**Entries drawn from a collection:**
**********
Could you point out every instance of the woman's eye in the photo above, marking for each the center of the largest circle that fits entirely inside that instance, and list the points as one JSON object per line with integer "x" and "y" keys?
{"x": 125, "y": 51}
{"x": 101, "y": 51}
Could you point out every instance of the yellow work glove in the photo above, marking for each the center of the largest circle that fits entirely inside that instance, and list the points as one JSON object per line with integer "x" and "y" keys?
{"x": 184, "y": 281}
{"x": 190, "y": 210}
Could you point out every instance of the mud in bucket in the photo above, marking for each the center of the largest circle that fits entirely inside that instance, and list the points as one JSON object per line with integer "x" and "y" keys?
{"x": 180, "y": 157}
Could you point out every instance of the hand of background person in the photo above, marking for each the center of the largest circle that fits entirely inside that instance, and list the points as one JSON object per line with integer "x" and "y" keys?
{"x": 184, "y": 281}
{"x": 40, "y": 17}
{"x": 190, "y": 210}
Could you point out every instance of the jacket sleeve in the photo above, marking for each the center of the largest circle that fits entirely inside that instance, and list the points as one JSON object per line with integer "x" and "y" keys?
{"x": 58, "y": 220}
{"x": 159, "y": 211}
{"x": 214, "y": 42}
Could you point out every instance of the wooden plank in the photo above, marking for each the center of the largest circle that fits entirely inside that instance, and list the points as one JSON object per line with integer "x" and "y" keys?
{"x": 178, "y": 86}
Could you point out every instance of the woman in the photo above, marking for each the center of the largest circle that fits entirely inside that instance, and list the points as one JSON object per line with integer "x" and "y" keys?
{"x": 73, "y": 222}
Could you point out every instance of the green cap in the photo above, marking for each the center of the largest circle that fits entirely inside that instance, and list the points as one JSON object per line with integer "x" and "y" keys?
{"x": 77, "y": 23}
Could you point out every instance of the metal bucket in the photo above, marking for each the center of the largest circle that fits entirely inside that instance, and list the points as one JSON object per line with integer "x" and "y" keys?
**********
**GIVEN PROBLEM:**
Reproduce all of the material above, substituting "each occurrence" for "every instance" and leaving everything else unchanged.

**TASK SOLUTION:**
Could you point out each occurrence of the woman's eye in the photo above, marking for each the center of the largest circle that fits entirely inside that instance, and list the points as one JSON object per line with integer "x" and "y" keys?
{"x": 125, "y": 51}
{"x": 101, "y": 51}
Could you point out each occurrence of the yellow work glove in the photo above, marking for each the center of the largest circle that fits entirely inside that instance, and list the points as one JSON object per line with integer "x" and "y" keys?
{"x": 184, "y": 281}
{"x": 190, "y": 210}
Could you point out each occurrence of the mud in bucket in the photo above, marking for each the center of the largest circle that fits entirely inside that instance, and list the points as one JSON object per line with integer "x" and "y" keys?
{"x": 180, "y": 157}
Could you point out each occurrence of the hand of background person in the photo above, marking for each the center of the largest circle that fits entirely inside that instance, and list the points as one JSON object per line with integer "x" and "y" keys?
{"x": 184, "y": 281}
{"x": 40, "y": 17}
{"x": 190, "y": 210}
Could you point out each occurrence of the jacket sleeve in the photo above, marking for each the center of the largest circle that fits entirely inside that instance, and list the points as one JSON object per line with integer "x" and "y" keys?
{"x": 58, "y": 220}
{"x": 159, "y": 211}
{"x": 214, "y": 42}
Could you point out each occurrence of the wooden plank in the photo above, marking for each the center of the largest circle that fits entirely inside that instance, and list the points as one JSON object per line with integer "x" and "y" keys?
{"x": 178, "y": 86}
Could you point out each occurrence of the woman in the photo above, marking for each the center of the largest circle that fits entirely inside that instance, and list the points as one JSON object per line with integer "x" and "y" keys?
{"x": 73, "y": 222}
Could you point out each occurrence of the green cap in the photo above, marking for each the center of the largest circle that fits entirely inside that instance, and list the points as one JSON object per line with integer "x" and "y" keys?
{"x": 77, "y": 23}
Could you point out each occurrence of the metal bucket in the photo above, marking for each the center of the largest circle that fits entirely inside that instance, and list the points as one JSON object per line with integer "x" and "y" keys?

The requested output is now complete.